◆ 本文 ◆
+++
高田文夫のおもひでコロコロ

2023.08.18

第70回『夏は読書とクドカンと』

「お盆休み」が終ってもまだ「夏休み」「ズル休み」「日大大麻休み」と色んな休みがある。
こんな時こそスマホを置いて ひと時、紙の本でゆったりなんて時間を過ごして欲しい。それが正しい日本人のあり方である。
どんな本を読んでいいのか分からないなんて人に今回は7月から8月のあいだに出版され、この1ヶ月のあいだに出版社から送られ著者から贈られ、自分でも本屋で購入した本を並べておく。
1ヶ月のあいだに これだけの本が私の手元に来るので なかなか追いつかないが、ほとんどの本は半分位まで読んで大体わかった。
それはプロの勘である。
出版社一族から生まれた私は“門前の小僧習わぬビニ本を見る”である。
“雀百までお釣り忘れず”である。

1冊でも2冊でも気になる本があったら是非 自分の財布から買って欲しい。それが全国の書店を、出版社を、ニッポン放送を(ン?)助けることになるのです。
ハッキリ言って本とラジオがなくなると「日本の文化」は終わります。
多分 私もこの「オワコン」と共にマスコミ家業を終えることになるでしょう。

今の若い放送作家(クリエイター達)はTVラジオの枠にとどまらず、SNSだかネットだかユーチューブだか様々仕事の場が広がって とてもいい事だと思う。(私はやりたくないけどネ) 
表現の場が増えるというは実にいい。腕さえありゃ稼げるしネ。(腕のない奴ァどこへ行ってもダメだけどネ)

さぁそれでは今月の本。「本屋は最高」である。
+++
◆ 抽出データ ◆
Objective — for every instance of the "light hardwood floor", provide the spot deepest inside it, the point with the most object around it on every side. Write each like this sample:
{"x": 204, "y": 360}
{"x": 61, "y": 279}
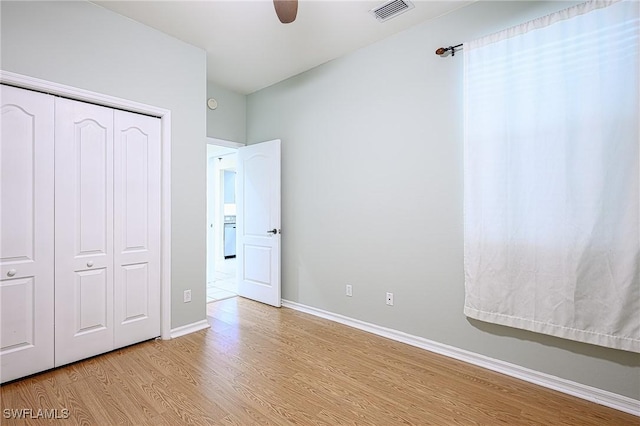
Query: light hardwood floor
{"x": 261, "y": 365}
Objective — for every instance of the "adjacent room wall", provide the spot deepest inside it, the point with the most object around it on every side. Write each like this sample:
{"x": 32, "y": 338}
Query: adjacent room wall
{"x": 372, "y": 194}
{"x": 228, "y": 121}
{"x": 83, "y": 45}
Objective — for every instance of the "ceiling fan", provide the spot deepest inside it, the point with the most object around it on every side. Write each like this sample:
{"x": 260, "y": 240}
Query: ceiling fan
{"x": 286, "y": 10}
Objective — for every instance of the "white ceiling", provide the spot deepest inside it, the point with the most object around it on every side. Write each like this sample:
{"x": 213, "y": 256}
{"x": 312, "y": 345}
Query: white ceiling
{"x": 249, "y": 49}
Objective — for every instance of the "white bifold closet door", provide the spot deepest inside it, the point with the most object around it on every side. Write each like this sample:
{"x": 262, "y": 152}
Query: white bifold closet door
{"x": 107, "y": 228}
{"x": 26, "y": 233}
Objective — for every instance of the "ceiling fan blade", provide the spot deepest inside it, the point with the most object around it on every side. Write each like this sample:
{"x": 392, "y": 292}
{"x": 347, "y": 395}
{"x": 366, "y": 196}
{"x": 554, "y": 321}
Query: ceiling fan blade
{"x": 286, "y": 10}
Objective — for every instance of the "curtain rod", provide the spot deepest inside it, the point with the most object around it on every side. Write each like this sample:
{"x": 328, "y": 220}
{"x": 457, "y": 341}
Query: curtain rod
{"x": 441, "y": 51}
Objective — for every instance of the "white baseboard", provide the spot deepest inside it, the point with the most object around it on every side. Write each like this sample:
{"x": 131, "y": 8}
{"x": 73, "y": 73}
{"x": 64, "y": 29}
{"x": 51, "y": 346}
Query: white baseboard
+++
◆ 取り組む課題 ◆
(1) 本文によると、本とラジオがなくなると何が終わるとされていますか。
(2) 本文のうち、「こんな時こそスマホを置いて ひと時、紙の」で始まり「どこへ行ってもダメだけどネ)」まで続く部分を、そのまま書き写しなさい。

◆ 想定される解答 ◆
(1) 「日本の文化」が終わるとされています。

(2)
こんな時こそスマホを置いて ひと時、紙の本でゆったりなんて時間を過ごして欲しい。それが正しい日本人のあり方である。
どんな本を読んでいいのか分からないなんて人に今回は7月から8月のあいだに出版され、この1ヶ月のあいだに出版社から送られ著者から贈られ、自分でも本屋で購入した本を並べておく。
1ヶ月のあいだに これだけの本が私の手元に来るので なかなか追いつかないが、ほとんどの本は半分位まで読んで大体わかった。
それはプロの勘である。
出版社一族から生まれた私は“門前の小僧習わぬビニ本を見る”である。
“雀百までお釣り忘れず”である。

1冊でも2冊でも気になる本があったら是非 自分の財布から買って欲しい。それが全国の書店を、出版社を、ニッポン放送を(ン?)助けることになるのです。
ハッキリ言って本とラジオがなくなると「日本の文化」は終わります。
多分 私もこの「オワコン」と共にマスコミ家業を終えることになるでしょう。

今の若い放送作家(クリエイター達)はTVラジオの枠にとどまらず、SNSだかネットだかユーチューブだか様々仕事の場が広がって とてもいい事だと思う。(私はやりたくないけどネ) 
表現の場が増えるというは実にいい。腕さえありゃ稼げるしネ。(腕のない奴ァどこへ行ってもダメだけどネ)